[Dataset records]
= = =

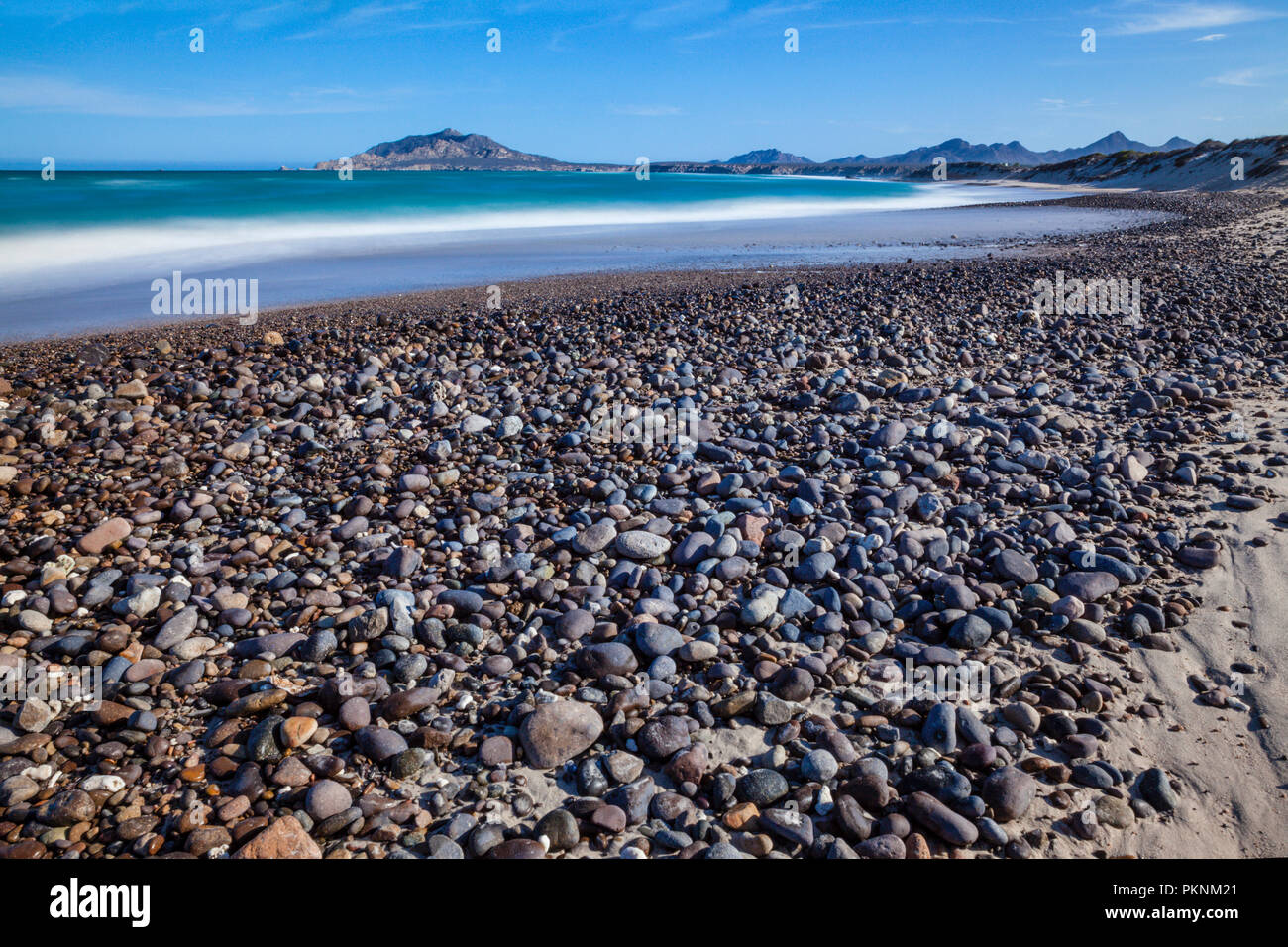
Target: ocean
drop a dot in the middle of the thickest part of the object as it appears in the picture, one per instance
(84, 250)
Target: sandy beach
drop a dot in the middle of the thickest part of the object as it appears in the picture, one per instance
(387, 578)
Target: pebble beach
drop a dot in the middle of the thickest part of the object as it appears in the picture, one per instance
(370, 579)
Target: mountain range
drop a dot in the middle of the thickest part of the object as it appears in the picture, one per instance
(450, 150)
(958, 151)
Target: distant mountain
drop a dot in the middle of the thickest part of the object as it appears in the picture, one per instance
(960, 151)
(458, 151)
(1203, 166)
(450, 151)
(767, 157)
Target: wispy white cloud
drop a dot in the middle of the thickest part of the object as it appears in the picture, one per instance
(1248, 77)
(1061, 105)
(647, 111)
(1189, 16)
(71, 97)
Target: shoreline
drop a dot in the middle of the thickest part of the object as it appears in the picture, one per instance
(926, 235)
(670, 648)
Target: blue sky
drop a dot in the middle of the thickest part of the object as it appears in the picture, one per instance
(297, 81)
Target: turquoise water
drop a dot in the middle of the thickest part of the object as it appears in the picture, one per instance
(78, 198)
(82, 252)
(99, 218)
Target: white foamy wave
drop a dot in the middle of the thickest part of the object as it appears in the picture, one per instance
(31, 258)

= = =

● **Problem details**
Change every "drop a dot" in these lines to "place a marker", leaving all else as it is, and give the lines back without the pictures.

● **Exercise result**
Target: ocean
place a marker in the middle of the thickest part of the object as it appears in the picture, one per instance
(84, 250)
Target: sandy beach
place a marker in the middle of the thickest part of the object as it appears in the picture, one per instance
(387, 578)
Target: pebble beach
place a marker in the middle of the thickest part of the object as it appears in the picture, one per instance
(370, 579)
Target: mountain range
place a marker in the middle of the thickest part of the object as it appears in the picture, one per instance
(450, 150)
(958, 151)
Target: distant mountain
place a marker in the middle of the thickest part of the object as it appears in the picture, one per instance
(960, 151)
(458, 151)
(1203, 166)
(450, 151)
(767, 157)
Target: wispy white cloud
place a marker in the middle of the thickest part of the object as it appears in the picture, one per instance
(1248, 77)
(1061, 105)
(647, 111)
(1189, 16)
(71, 97)
Target: shoreline
place a marker in the middle of the thickest part of the object as it appears in the picture, one per instance
(926, 235)
(670, 648)
Target: blue sky
place a marker in the middle of the thickest part of the object as it appears in the picture, one per instance
(297, 81)
Target: turquoise water
place a marker in the middle of the thickest part of the object as it appears in the picture, one per instance
(78, 198)
(82, 252)
(99, 218)
Target: white foamy wave
place a marker in the middle of the thickest part of the object as it appears in the picture, one per instance
(31, 258)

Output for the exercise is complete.